**Records provided**

⟨

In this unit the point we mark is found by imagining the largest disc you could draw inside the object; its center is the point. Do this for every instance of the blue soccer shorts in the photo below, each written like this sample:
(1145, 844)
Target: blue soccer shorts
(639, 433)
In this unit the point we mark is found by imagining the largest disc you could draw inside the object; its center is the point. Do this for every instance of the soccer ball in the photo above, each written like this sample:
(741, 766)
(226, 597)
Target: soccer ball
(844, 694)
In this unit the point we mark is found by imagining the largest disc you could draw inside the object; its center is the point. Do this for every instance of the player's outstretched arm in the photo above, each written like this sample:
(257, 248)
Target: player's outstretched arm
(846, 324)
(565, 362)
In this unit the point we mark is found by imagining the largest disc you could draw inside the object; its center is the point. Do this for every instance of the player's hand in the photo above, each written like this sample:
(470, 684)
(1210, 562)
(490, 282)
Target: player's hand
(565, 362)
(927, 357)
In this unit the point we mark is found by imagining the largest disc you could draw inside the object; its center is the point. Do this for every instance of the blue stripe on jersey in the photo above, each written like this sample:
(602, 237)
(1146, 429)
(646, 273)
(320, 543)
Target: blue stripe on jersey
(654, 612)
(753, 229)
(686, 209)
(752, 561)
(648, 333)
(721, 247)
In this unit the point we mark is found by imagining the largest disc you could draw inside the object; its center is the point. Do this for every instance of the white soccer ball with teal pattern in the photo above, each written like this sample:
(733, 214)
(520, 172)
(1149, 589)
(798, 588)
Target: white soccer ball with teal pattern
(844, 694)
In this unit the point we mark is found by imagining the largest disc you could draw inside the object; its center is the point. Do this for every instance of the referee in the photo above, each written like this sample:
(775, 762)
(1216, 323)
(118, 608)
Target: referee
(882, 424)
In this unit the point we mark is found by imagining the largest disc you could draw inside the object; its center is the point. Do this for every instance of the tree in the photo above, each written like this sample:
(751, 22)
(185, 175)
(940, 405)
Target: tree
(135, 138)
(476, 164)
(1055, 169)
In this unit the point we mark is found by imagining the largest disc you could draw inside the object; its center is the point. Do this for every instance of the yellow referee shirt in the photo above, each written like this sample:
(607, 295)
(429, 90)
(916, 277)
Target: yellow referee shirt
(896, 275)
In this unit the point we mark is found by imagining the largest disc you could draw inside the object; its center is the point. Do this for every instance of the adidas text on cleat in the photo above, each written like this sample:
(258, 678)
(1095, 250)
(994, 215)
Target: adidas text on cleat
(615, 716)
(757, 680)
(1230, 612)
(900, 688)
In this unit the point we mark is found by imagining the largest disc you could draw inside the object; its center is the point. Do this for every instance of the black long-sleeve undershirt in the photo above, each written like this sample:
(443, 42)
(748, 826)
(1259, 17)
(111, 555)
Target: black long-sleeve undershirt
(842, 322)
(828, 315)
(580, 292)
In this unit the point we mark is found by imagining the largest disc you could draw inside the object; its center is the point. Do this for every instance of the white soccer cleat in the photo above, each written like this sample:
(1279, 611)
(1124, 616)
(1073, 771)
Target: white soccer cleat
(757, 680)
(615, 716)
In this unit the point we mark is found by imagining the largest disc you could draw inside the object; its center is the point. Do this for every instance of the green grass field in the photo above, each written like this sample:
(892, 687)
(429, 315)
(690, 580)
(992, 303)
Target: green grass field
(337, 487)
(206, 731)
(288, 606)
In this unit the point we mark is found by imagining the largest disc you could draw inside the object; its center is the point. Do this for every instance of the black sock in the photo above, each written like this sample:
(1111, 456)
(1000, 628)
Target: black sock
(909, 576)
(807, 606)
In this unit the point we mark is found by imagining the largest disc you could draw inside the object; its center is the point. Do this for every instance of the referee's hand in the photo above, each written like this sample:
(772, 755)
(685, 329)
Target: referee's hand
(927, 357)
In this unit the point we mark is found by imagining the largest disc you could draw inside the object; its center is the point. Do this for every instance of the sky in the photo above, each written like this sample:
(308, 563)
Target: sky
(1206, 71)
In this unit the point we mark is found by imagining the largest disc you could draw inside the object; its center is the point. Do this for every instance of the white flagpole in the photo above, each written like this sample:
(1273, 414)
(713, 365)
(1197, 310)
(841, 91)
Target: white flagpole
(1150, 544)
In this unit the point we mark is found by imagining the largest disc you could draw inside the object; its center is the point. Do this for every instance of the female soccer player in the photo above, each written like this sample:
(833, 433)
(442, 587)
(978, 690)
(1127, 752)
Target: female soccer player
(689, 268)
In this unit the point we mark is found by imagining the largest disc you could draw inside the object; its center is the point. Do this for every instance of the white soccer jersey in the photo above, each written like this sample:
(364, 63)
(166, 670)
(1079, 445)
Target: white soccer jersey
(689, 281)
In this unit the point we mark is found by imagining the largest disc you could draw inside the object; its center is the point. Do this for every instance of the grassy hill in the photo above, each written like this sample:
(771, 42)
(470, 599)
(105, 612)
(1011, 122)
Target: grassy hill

⟩

**What is needed**
Repeat the records above exactly, from the first line to the last.

**Full answer**
In this unit the point we mark is found by imagining the largest disc you could draw inside the object; its center is the point. Do this for every instance of the blue soccer shorts in the photo below, each written like this sample:
(1145, 844)
Target: blue soccer shorts
(639, 433)
In this unit the point we mark is found by imagining the largest disc you could draw inside the object; its center is the point. Do this for every instance of the soccer ball in the photo above, each written like this sample:
(741, 766)
(226, 597)
Target: soccer ball
(844, 694)
In this unit the point we mark is found by imagining the largest disc you could draw inside the object; its center is the point. Do this for every instance of the player's outstretched arm in the photo above, each written like this sample:
(257, 248)
Target: player's outstretched arm
(846, 324)
(565, 362)
In this unit the point we mark is found by imagining the largest disc you could draw inside the object; its center is the point. Do this for every instance of the player's hand in the photo above, each written like this sample:
(470, 684)
(1210, 562)
(490, 282)
Target: player's hand
(565, 362)
(927, 357)
In this unit the point we mark is found by imagining the largest disc you could draw inside the object; its center is the point. Do this for every instance of the blue stripe on jersey in the photo above, each written like this sample:
(602, 237)
(1146, 429)
(646, 273)
(320, 543)
Target: blue stripe on jersey
(654, 612)
(753, 229)
(686, 209)
(752, 561)
(648, 333)
(721, 247)
In this unit the point we mark is found by imagining the largest disc you could draw inside the object; its center is the point. Do this for every instance of the white soccer ball with teal pattern in the photo above, each written like this sample:
(733, 214)
(520, 172)
(1149, 589)
(798, 588)
Target: white soccer ball with teal pattern
(844, 694)
In this unit the point we mark is found by imagining the largest disc you could draw inside the object; its center is the point. Do this for every instance of the referee in the photo above, each written like this sample:
(775, 762)
(1216, 323)
(118, 608)
Target: referee
(882, 424)
In this unit the point we mark is found by imagining the largest disc you could draw inside the object; its center is the point. Do this for every instance of the tree in the photo above, each written like this sample:
(751, 22)
(185, 175)
(940, 405)
Target: tree
(135, 138)
(476, 164)
(1055, 169)
In this unit the point we mark is found by imagining the largest disc you could draw inside the object; its center is the point. Do this for every instance of the yellow referee shirt in the photo above, each written like this sample:
(607, 295)
(429, 90)
(916, 277)
Target: yellow referee shirt
(896, 275)
In this unit the point we mark is found by imagining the largest disc you could draw inside the object; its center is the point. Do this for every instance of the adidas text on cleat in the photo above, each written like this sample:
(258, 678)
(1095, 250)
(994, 215)
Target: adidas text on cleat
(615, 716)
(757, 680)
(1230, 612)
(900, 688)
In this unit the point we mark is found by imagining the largest disc you could draw inside the object; its center is the point. Do this for every instance of the black long-sleeve undershirt in the photo above, each written like this sample:
(443, 42)
(748, 826)
(1259, 17)
(111, 555)
Target: black long-sleeve undershirt
(842, 322)
(828, 315)
(580, 292)
In this unit the point we mark is found by imagining the largest disc you could draw inside the object; its center is the point. Do this for every instance of the white soccer cleat in the photo above, each written like this sample:
(1279, 611)
(1124, 616)
(1073, 771)
Target: white soccer cleat
(757, 680)
(615, 716)
In this unit the point we mark is found by imagining the largest disc you could draw inside the object; its center is the point. Do this for every instance of the green grass field in the photo above, each written like this sample:
(892, 687)
(429, 315)
(690, 580)
(992, 303)
Target: green grass field
(337, 487)
(206, 731)
(288, 606)
In this unit the point we mark is found by imagining the largest disc you could draw inside the object; its center is the point. Do this for every instance of the black sock in the photo above, each written like this sample:
(1111, 456)
(1000, 628)
Target: black sock
(909, 576)
(807, 606)
In this unit the point we mark is found by imagining the largest disc you could draw inside the object; its center is the point. Do this for every instance of the referee's hand in the photo above, each written like this sample:
(772, 755)
(685, 329)
Target: referee's hand
(927, 357)
In this unit the point we mark is found by imagining the largest disc you could draw inside the object; its center is the point. Do this for every instance of the sky in the photo above, each written like this sample:
(308, 563)
Target: sky
(1206, 71)
In this unit the point we mark is found by imagining the largest disc you could draw inside the object; its center is the point. Do this for every instance of the white flagpole in the photo above, each written like this sample:
(1273, 414)
(713, 365)
(1197, 310)
(841, 91)
Target: white flagpole
(1150, 544)
In this unit the point we mark is found by imagining the largest disc you could draw inside the object; its center is the point. Do this for every instance of the female soccer player in the photo above, each written like this sample:
(833, 433)
(442, 587)
(978, 690)
(1127, 752)
Target: female soccer player
(689, 268)
In this unit the point we mark is found by imagining the largest disc you could draw inside the object; its center is the point. Do this for every instance of the white soccer jersey in the photo above, each written like this sample:
(364, 63)
(166, 670)
(1079, 445)
Target: white soccer jersey
(689, 281)
In this unit the point we mark is found by imagining the largest disc you could draw inside the object; its center is the point. Do this for every instance of the grassy hill in the photo above, each written like this sample:
(771, 42)
(470, 599)
(105, 612)
(1011, 122)
Target: grassy hill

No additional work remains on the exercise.